>> begin RECORDED INFORMATION

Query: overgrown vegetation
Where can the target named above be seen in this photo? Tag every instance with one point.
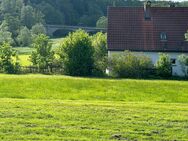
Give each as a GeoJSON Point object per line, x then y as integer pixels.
{"type": "Point", "coordinates": [43, 57]}
{"type": "Point", "coordinates": [7, 64]}
{"type": "Point", "coordinates": [164, 66]}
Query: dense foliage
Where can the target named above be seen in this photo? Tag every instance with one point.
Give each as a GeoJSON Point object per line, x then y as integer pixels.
{"type": "Point", "coordinates": [183, 60]}
{"type": "Point", "coordinates": [99, 42]}
{"type": "Point", "coordinates": [164, 66]}
{"type": "Point", "coordinates": [8, 59]}
{"type": "Point", "coordinates": [76, 54]}
{"type": "Point", "coordinates": [43, 56]}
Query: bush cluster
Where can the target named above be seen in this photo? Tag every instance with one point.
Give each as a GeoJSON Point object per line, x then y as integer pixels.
{"type": "Point", "coordinates": [81, 54]}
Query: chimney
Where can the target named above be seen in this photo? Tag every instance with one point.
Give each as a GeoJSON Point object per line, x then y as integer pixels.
{"type": "Point", "coordinates": [147, 13]}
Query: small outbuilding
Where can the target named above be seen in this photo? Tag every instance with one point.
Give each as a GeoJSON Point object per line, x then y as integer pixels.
{"type": "Point", "coordinates": [150, 30]}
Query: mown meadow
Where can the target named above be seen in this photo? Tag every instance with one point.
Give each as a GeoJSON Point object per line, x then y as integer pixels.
{"type": "Point", "coordinates": [42, 107]}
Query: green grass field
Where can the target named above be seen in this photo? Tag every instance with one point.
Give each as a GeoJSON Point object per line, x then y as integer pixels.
{"type": "Point", "coordinates": [41, 107]}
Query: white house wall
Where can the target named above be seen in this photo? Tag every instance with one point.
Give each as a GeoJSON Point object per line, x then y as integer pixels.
{"type": "Point", "coordinates": [177, 71]}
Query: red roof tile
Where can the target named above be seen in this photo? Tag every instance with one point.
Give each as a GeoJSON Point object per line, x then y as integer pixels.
{"type": "Point", "coordinates": [129, 30]}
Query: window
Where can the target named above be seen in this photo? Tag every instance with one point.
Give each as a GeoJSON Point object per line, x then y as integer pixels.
{"type": "Point", "coordinates": [163, 36]}
{"type": "Point", "coordinates": [173, 61]}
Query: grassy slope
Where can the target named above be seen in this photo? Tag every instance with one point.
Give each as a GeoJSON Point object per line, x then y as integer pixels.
{"type": "Point", "coordinates": [66, 108]}
{"type": "Point", "coordinates": [82, 120]}
{"type": "Point", "coordinates": [68, 88]}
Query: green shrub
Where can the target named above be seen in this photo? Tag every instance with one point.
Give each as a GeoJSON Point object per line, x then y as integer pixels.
{"type": "Point", "coordinates": [102, 22]}
{"type": "Point", "coordinates": [183, 60]}
{"type": "Point", "coordinates": [164, 66]}
{"type": "Point", "coordinates": [25, 38]}
{"type": "Point", "coordinates": [99, 42]}
{"type": "Point", "coordinates": [76, 53]}
{"type": "Point", "coordinates": [129, 65]}
{"type": "Point", "coordinates": [7, 63]}
{"type": "Point", "coordinates": [43, 57]}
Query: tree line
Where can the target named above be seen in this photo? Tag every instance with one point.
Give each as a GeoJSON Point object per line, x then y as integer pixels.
{"type": "Point", "coordinates": [81, 54]}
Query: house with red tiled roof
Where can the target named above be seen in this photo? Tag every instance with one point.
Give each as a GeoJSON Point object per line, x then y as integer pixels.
{"type": "Point", "coordinates": [150, 30]}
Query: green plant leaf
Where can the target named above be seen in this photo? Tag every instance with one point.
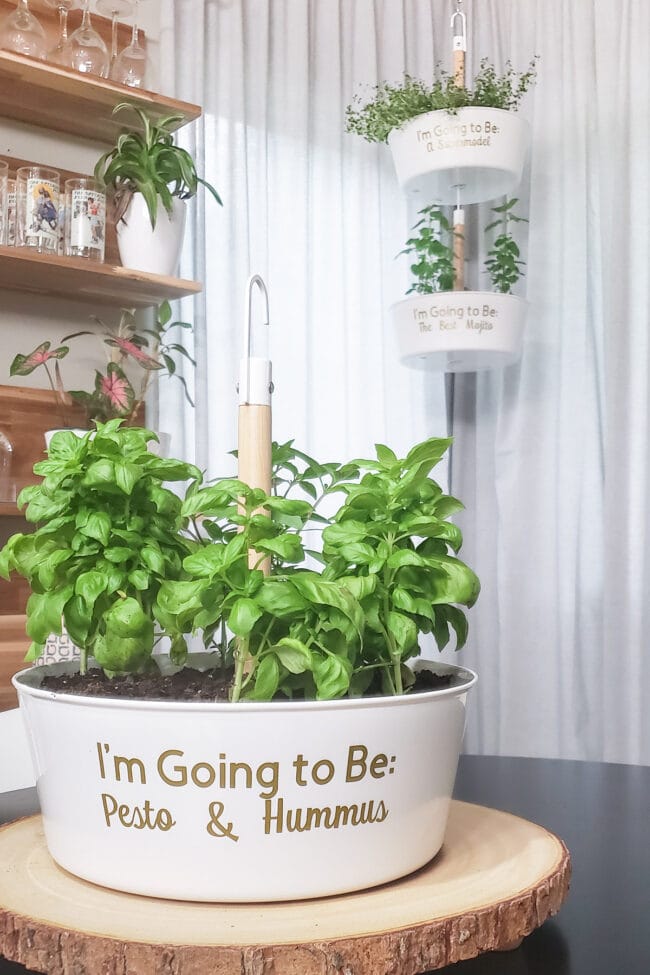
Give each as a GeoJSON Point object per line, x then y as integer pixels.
{"type": "Point", "coordinates": [267, 679]}
{"type": "Point", "coordinates": [243, 616]}
{"type": "Point", "coordinates": [403, 630]}
{"type": "Point", "coordinates": [331, 676]}
{"type": "Point", "coordinates": [293, 654]}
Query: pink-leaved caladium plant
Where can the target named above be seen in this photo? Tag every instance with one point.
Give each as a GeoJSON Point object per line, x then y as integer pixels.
{"type": "Point", "coordinates": [130, 352]}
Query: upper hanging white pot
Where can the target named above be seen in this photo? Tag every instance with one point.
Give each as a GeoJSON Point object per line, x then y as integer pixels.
{"type": "Point", "coordinates": [478, 152]}
{"type": "Point", "coordinates": [248, 801]}
{"type": "Point", "coordinates": [142, 247]}
{"type": "Point", "coordinates": [459, 331]}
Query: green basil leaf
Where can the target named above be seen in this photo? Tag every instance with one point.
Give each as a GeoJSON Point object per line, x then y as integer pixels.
{"type": "Point", "coordinates": [243, 616]}
{"type": "Point", "coordinates": [332, 676]}
{"type": "Point", "coordinates": [293, 654]}
{"type": "Point", "coordinates": [267, 679]}
{"type": "Point", "coordinates": [403, 630]}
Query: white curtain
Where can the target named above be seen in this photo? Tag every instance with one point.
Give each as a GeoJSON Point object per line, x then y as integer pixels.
{"type": "Point", "coordinates": [549, 455]}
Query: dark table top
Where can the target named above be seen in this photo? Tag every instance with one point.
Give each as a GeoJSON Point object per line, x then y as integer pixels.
{"type": "Point", "coordinates": [602, 812]}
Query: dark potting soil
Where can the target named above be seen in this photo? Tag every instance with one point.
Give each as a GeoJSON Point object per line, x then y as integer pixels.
{"type": "Point", "coordinates": [186, 685]}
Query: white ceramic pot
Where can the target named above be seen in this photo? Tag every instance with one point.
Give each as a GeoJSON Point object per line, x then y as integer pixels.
{"type": "Point", "coordinates": [480, 150]}
{"type": "Point", "coordinates": [244, 802]}
{"type": "Point", "coordinates": [156, 250]}
{"type": "Point", "coordinates": [459, 331]}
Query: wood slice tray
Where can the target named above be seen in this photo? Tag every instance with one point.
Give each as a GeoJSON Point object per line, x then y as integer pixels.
{"type": "Point", "coordinates": [496, 879]}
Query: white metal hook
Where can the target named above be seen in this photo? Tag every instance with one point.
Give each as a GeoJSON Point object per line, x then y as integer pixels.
{"type": "Point", "coordinates": [259, 365]}
{"type": "Point", "coordinates": [459, 28]}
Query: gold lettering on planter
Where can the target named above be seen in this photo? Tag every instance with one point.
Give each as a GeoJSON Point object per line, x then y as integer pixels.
{"type": "Point", "coordinates": [215, 827]}
{"type": "Point", "coordinates": [120, 762]}
{"type": "Point", "coordinates": [454, 134]}
{"type": "Point", "coordinates": [358, 766]}
{"type": "Point", "coordinates": [231, 775]}
{"type": "Point", "coordinates": [277, 819]}
{"type": "Point", "coordinates": [177, 771]}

>> end RECORDED INFORMATION

DIRECTIONS FOR THIS TASK | Without the pictures, write out every entry precisely as it appears.

THE REPLY |
Query: overgrown vegetation
Where can the target named above be seen in this photo? Tag every instance with one point.
Give each as a GeoJSON Point object per line, x then y as integer pixels.
{"type": "Point", "coordinates": [43, 57]}
{"type": "Point", "coordinates": [7, 64]}
{"type": "Point", "coordinates": [164, 66]}
Query: dense foliage
Where can the target named above be seen in this photo? Tag every instance with one point.
Give each as a GeoJSON Point object per line, x then y as integer pixels.
{"type": "Point", "coordinates": [183, 60]}
{"type": "Point", "coordinates": [99, 42]}
{"type": "Point", "coordinates": [164, 66]}
{"type": "Point", "coordinates": [8, 59]}
{"type": "Point", "coordinates": [76, 54]}
{"type": "Point", "coordinates": [43, 56]}
Query: bush cluster
Where can the target named above be seen in this photo? Tag every instance with one point.
Give each as a GeoJSON Point object per line, x then y as integer pixels.
{"type": "Point", "coordinates": [81, 54]}
Query: chimney
Where can the target named above be seen in this photo? Tag every instance with one point.
Give each as a GeoJSON Point object per line, x then y as integer pixels.
{"type": "Point", "coordinates": [147, 13]}
Query: small outbuilding
Where can the target named above be seen in this photo? Tag every instance with one point.
Give each as a GeoJSON Point object per line, x then y as integer pixels.
{"type": "Point", "coordinates": [150, 30]}
Query: mown meadow
Where can the target named above be seen in this photo? Tag every instance with one point.
Give each as a GeoJSON Point object per line, x then y as integer pixels.
{"type": "Point", "coordinates": [42, 107]}
Query: green grass field
Where can the target named above be seen in this photo? Tag every instance with one point.
Give each as a GeoJSON Point object per line, x then y as integer pixels.
{"type": "Point", "coordinates": [41, 107]}
Query: white house wall
Where can the target named above be seen in this photo? Tag every instance with one point.
Give each as a GeoJSON Point object per line, x then y as integer pixels.
{"type": "Point", "coordinates": [177, 71]}
Query: red roof tile
Where can the target named above be seen in this photo? Tag every instance with one point.
Give each as a GeoJSON Point object per line, x then y as integer pixels.
{"type": "Point", "coordinates": [129, 30]}
Query: window
Where can the target named above be seen in this photo? Tag every instance with one point.
Give each as a GeoJSON Point object per line, x then y as integer pixels.
{"type": "Point", "coordinates": [163, 36]}
{"type": "Point", "coordinates": [173, 61]}
Query: grassy slope
Where can the target named above be seen in this photo? Tag every instance with one point.
Give each as a GeoJSON Point object per line, x then y as integer pixels.
{"type": "Point", "coordinates": [66, 108]}
{"type": "Point", "coordinates": [82, 120]}
{"type": "Point", "coordinates": [68, 88]}
Query: green shrub
Where can the target named above be seen in this photo? Tag every instance with one point.
Give each as a GeoJSON Point object per line, x then y as integer pixels.
{"type": "Point", "coordinates": [102, 22]}
{"type": "Point", "coordinates": [183, 60]}
{"type": "Point", "coordinates": [164, 66]}
{"type": "Point", "coordinates": [25, 38]}
{"type": "Point", "coordinates": [99, 42]}
{"type": "Point", "coordinates": [76, 53]}
{"type": "Point", "coordinates": [129, 65]}
{"type": "Point", "coordinates": [7, 63]}
{"type": "Point", "coordinates": [43, 57]}
Query: tree line
Where can the target named above be seen in this photo? Tag every instance with one point.
Give each as a GeoJSON Point object per line, x then y as integer pixels.
{"type": "Point", "coordinates": [81, 54]}
Query: house with red tiled roof
Where can the target named above be seen in this photo? Tag every instance with one point.
Give each as a GeoJSON Point object per line, x then y as integer pixels.
{"type": "Point", "coordinates": [150, 30]}
Query: green plant leaf
Where can the target named above be seen in this photo? Tag every instance with one point.
Give each as a GeoJSON Point object per line, x then y as integer pixels.
{"type": "Point", "coordinates": [267, 679]}
{"type": "Point", "coordinates": [243, 616]}
{"type": "Point", "coordinates": [403, 630]}
{"type": "Point", "coordinates": [331, 676]}
{"type": "Point", "coordinates": [293, 654]}
Query: pink-leaved caladium plant
Where can the target named above be seen in this photo? Tag every instance with one point.
Give each as a GeoJSON Point object per line, x then y as integer pixels.
{"type": "Point", "coordinates": [130, 352]}
Query: upper hanging white pot
Where can the target named above be seen in this photo? Tag every instance with one point.
Give each as a GeoJSON Point object per line, x then y as integer pixels.
{"type": "Point", "coordinates": [478, 152]}
{"type": "Point", "coordinates": [248, 801]}
{"type": "Point", "coordinates": [142, 247]}
{"type": "Point", "coordinates": [459, 331]}
Query: green basil leaf
Where can the target named above be seen in this photo? Tag every instance with one point.
Give each as a GeoJSON Point object per line, x then y as integer pixels.
{"type": "Point", "coordinates": [243, 616]}
{"type": "Point", "coordinates": [332, 676]}
{"type": "Point", "coordinates": [293, 654]}
{"type": "Point", "coordinates": [267, 679]}
{"type": "Point", "coordinates": [403, 630]}
Query: white curtain
Where can the target named above be seen in this photo? Tag every instance with one point.
Give each as a GeoJSON Point object per line, x then y as integer pixels.
{"type": "Point", "coordinates": [549, 455]}
Query: dark table top
Where can the target named above be seen in this photo? Tag every instance with one point.
Give each as a GeoJSON Point object per line, x then y as integer pixels.
{"type": "Point", "coordinates": [602, 812]}
Query: dark potting soil
Where can the target named above be seen in this photo? Tag every instance with one point.
Give each as a GeoJSON Point object per line, x then y as integer pixels.
{"type": "Point", "coordinates": [186, 685]}
Query: white ceramic pot
Where can the target named above be seen in this photo? Tag every instance with one point.
Give each as a GeoJSON Point object per line, x then y as integer pixels.
{"type": "Point", "coordinates": [480, 150]}
{"type": "Point", "coordinates": [244, 802]}
{"type": "Point", "coordinates": [156, 250]}
{"type": "Point", "coordinates": [459, 331]}
Query: wood slice tray
Where can the target named above be seen in this photo? Tag every instance with one point.
Give each as a GeoJSON Point object per line, x then y as integer pixels.
{"type": "Point", "coordinates": [496, 879]}
Query: white metal hook
Where can the target named above be seen in this photo? Tag every instance with one point.
Give each as a GeoJSON Point object per line, x then y as integer pixels.
{"type": "Point", "coordinates": [259, 365]}
{"type": "Point", "coordinates": [459, 28]}
Query: gold lettering on planter
Where can the target named above be seen in this photo? Tag every instance with one point.
Give each as a GeoJSON Point object per line, x then y as integer pixels.
{"type": "Point", "coordinates": [215, 827]}
{"type": "Point", "coordinates": [120, 762]}
{"type": "Point", "coordinates": [454, 134]}
{"type": "Point", "coordinates": [358, 766]}
{"type": "Point", "coordinates": [231, 775]}
{"type": "Point", "coordinates": [277, 819]}
{"type": "Point", "coordinates": [177, 771]}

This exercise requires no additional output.